### Task description
Transcribe the material below verbatim, line for line, and omit the pictures.

## Start Entries provided

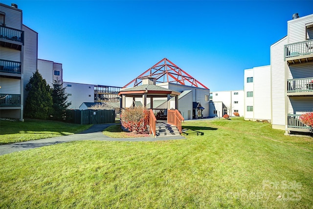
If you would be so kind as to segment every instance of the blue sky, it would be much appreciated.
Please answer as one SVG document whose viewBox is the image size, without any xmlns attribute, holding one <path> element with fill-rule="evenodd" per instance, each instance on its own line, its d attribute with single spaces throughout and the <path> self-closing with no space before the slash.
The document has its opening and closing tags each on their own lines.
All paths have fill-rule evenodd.
<svg viewBox="0 0 313 209">
<path fill-rule="evenodd" d="M 122 87 L 166 57 L 212 91 L 243 89 L 292 14 L 313 13 L 311 0 L 1 1 L 23 10 L 64 81 Z"/>
</svg>

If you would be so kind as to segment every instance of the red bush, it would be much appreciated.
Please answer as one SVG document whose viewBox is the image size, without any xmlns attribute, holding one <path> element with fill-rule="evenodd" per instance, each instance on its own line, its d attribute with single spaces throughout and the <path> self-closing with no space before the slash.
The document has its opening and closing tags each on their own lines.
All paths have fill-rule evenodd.
<svg viewBox="0 0 313 209">
<path fill-rule="evenodd" d="M 144 133 L 149 124 L 149 112 L 145 108 L 123 110 L 121 115 L 122 125 L 130 131 Z"/>
<path fill-rule="evenodd" d="M 223 117 L 227 120 L 229 118 L 229 116 L 227 114 L 225 114 L 223 116 Z"/>
<path fill-rule="evenodd" d="M 235 113 L 233 113 L 233 114 L 234 114 L 234 116 L 237 117 L 239 116 L 239 114 L 237 112 L 235 112 Z"/>
<path fill-rule="evenodd" d="M 305 124 L 313 127 L 313 112 L 302 115 L 299 117 L 299 119 Z"/>
</svg>

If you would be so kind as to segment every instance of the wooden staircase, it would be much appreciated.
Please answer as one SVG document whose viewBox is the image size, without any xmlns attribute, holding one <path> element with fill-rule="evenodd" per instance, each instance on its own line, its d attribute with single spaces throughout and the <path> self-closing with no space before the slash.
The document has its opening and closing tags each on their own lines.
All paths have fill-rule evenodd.
<svg viewBox="0 0 313 209">
<path fill-rule="evenodd" d="M 163 122 L 158 122 L 156 124 L 156 136 L 180 136 L 178 128 L 175 125 Z"/>
</svg>

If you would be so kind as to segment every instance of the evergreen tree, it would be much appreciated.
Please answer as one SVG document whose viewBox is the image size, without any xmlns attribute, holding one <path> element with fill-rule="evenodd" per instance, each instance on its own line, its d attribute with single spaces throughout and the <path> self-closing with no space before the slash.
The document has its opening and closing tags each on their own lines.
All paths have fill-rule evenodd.
<svg viewBox="0 0 313 209">
<path fill-rule="evenodd" d="M 57 78 L 53 81 L 52 96 L 53 101 L 53 119 L 62 120 L 66 116 L 66 110 L 69 106 L 67 104 L 67 95 L 63 87 L 63 82 Z"/>
<path fill-rule="evenodd" d="M 33 73 L 25 90 L 28 92 L 25 104 L 26 117 L 48 119 L 52 113 L 51 88 L 43 78 L 38 70 Z"/>
</svg>

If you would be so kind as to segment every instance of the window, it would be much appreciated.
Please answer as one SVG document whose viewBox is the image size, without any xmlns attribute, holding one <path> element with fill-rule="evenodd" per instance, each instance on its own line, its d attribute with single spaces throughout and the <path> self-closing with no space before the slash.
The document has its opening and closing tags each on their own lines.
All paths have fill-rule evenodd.
<svg viewBox="0 0 313 209">
<path fill-rule="evenodd" d="M 60 70 L 54 70 L 54 75 L 60 75 Z"/>
<path fill-rule="evenodd" d="M 248 112 L 251 112 L 253 111 L 253 106 L 246 106 L 246 111 Z"/>
<path fill-rule="evenodd" d="M 313 23 L 307 24 L 306 25 L 305 29 L 306 31 L 306 40 L 313 39 Z"/>
<path fill-rule="evenodd" d="M 0 12 L 0 25 L 5 25 L 5 13 Z"/>
<path fill-rule="evenodd" d="M 248 77 L 246 78 L 246 82 L 247 83 L 252 83 L 253 82 L 253 77 Z"/>
</svg>

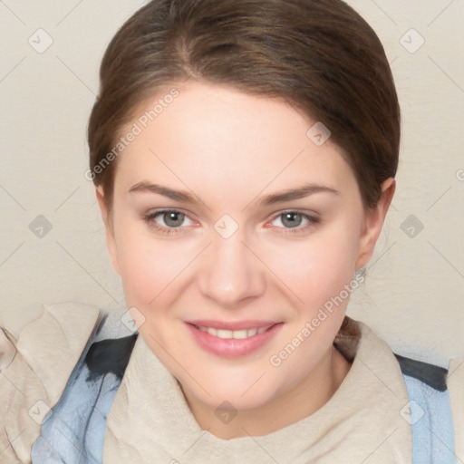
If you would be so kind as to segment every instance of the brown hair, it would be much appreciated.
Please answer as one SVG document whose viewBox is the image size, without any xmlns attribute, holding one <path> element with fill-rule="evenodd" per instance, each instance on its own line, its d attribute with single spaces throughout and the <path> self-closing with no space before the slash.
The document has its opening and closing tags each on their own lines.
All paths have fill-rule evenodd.
<svg viewBox="0 0 464 464">
<path fill-rule="evenodd" d="M 366 208 L 396 175 L 401 114 L 392 71 L 374 31 L 341 0 L 153 0 L 113 37 L 100 79 L 90 169 L 110 209 L 117 163 L 102 169 L 102 161 L 118 131 L 145 99 L 188 79 L 281 98 L 323 122 Z"/>
</svg>

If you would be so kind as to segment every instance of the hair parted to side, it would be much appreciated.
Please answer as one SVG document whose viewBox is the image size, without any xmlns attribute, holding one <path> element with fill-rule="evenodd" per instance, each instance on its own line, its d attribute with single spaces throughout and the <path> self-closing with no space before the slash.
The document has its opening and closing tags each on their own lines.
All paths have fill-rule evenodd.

## End Entries provided

### Task output
If you would be so kind as to segment every instance of the blue sky, it would be much appreciated.
Please answer as one SVG document whose viewBox is the image size, without any xmlns attribute, holding one <path> element with fill-rule="evenodd" per instance, each instance on its own line, its d attribute with single spaces throughout and the <path> self-closing with no space before the slash.
The document has its opening and closing tags each on their own lines.
All paths have fill-rule evenodd.
<svg viewBox="0 0 313 209">
<path fill-rule="evenodd" d="M 122 87 L 166 57 L 212 91 L 243 89 L 292 14 L 313 13 L 311 0 L 1 1 L 23 10 L 64 81 Z"/>
</svg>

If you would be so kind as to segment every instance of the red bush, it would be much appreciated.
Please answer as one SVG document whose viewBox is the image size, without any xmlns attribute, holding one <path> element with fill-rule="evenodd" per instance, each instance on its own line, its d attribute with single spaces throughout and the <path> self-closing with no space before the slash.
The document has its opening and closing tags each on their own lines.
All paths have fill-rule evenodd.
<svg viewBox="0 0 313 209">
<path fill-rule="evenodd" d="M 144 133 L 149 124 L 149 112 L 145 108 L 123 110 L 121 115 L 122 125 L 130 131 Z"/>
<path fill-rule="evenodd" d="M 223 117 L 227 120 L 229 118 L 229 116 L 227 114 L 225 114 L 223 116 Z"/>
<path fill-rule="evenodd" d="M 235 113 L 233 113 L 233 114 L 234 114 L 234 116 L 237 117 L 239 116 L 239 114 L 237 112 L 235 112 Z"/>
<path fill-rule="evenodd" d="M 305 124 L 313 127 L 313 112 L 302 115 L 299 117 L 299 119 Z"/>
</svg>

If you would be so kind as to segment every instance of the wooden staircase, it would be much appreciated.
Please answer as one SVG document whose viewBox is the image size, without any xmlns attribute, holding one <path> element with fill-rule="evenodd" per instance, each instance on its own line, its d attribute with single spaces throughout and the <path> self-closing with no space before the slash.
The document has its opening and closing tags each on their own lines.
All paths have fill-rule evenodd.
<svg viewBox="0 0 313 209">
<path fill-rule="evenodd" d="M 163 122 L 158 122 L 156 124 L 156 136 L 180 136 L 178 128 L 175 125 Z"/>
</svg>

If you would be so kind as to segment every instance of the evergreen tree, it would be much appreciated.
Please answer as one SVG document whose viewBox is the image size, without any xmlns attribute, holding one <path> element with fill-rule="evenodd" per instance, each instance on its own line, its d attribute with single spaces throughout and the <path> self-closing with no space before the slash.
The document has its opening and closing tags each on their own lines.
All paths have fill-rule evenodd.
<svg viewBox="0 0 313 209">
<path fill-rule="evenodd" d="M 57 78 L 53 81 L 52 96 L 53 101 L 53 119 L 62 120 L 66 116 L 66 110 L 69 106 L 67 104 L 67 95 L 63 87 L 63 82 Z"/>
<path fill-rule="evenodd" d="M 33 73 L 25 90 L 28 92 L 25 104 L 26 117 L 48 119 L 52 113 L 51 88 L 43 78 L 38 70 Z"/>
</svg>

If you would be so kind as to segment every instance of the window, it would be much appreciated.
Please answer as one SVG document whose viewBox is the image size, without any xmlns attribute, holding one <path> element with fill-rule="evenodd" per instance, each instance on its own line, its d attribute with single spaces throughout and the <path> self-closing with no space before the slash.
The document has its opening and closing tags each on their own lines.
All paths have fill-rule evenodd.
<svg viewBox="0 0 313 209">
<path fill-rule="evenodd" d="M 60 70 L 54 70 L 54 75 L 60 75 Z"/>
<path fill-rule="evenodd" d="M 248 112 L 251 112 L 253 111 L 253 106 L 246 106 L 246 111 Z"/>
<path fill-rule="evenodd" d="M 313 23 L 307 24 L 306 25 L 305 29 L 306 31 L 306 40 L 313 39 Z"/>
<path fill-rule="evenodd" d="M 0 12 L 0 25 L 5 25 L 5 13 Z"/>
<path fill-rule="evenodd" d="M 248 77 L 246 78 L 246 82 L 247 83 L 252 83 L 253 82 L 253 77 Z"/>
</svg>

If you would be so kind as to segment every instance of the brown hair, it would be much appreciated.
Please answer as one SVG document whose viewBox is the image size, without any xmlns attribute, holding one <path> element with fill-rule="evenodd" per instance, each instance on its own line, its d attribute with single spaces throughout and the <path> self-closing with no space before the slash.
The document has its opening and closing tags each on their own lines.
All paths have fill-rule evenodd.
<svg viewBox="0 0 464 464">
<path fill-rule="evenodd" d="M 366 208 L 396 175 L 401 114 L 392 71 L 374 31 L 341 0 L 153 0 L 113 37 L 100 79 L 90 169 L 110 209 L 117 163 L 102 169 L 102 161 L 118 131 L 145 99 L 188 79 L 281 98 L 323 122 Z"/>
</svg>

If you would be so kind as to segment every instance of the hair parted to side, it would be much appreciated.
Please answer as one SVG document whose viewBox is the image size, without any xmlns attribute, holding one <path> element with fill-rule="evenodd" per instance, each instance on its own line, its d attribute with single spaces throughout and the <path> self-closing with no space before the slash.
The document has its opening and closing tags each on their own lines.
All paths have fill-rule evenodd.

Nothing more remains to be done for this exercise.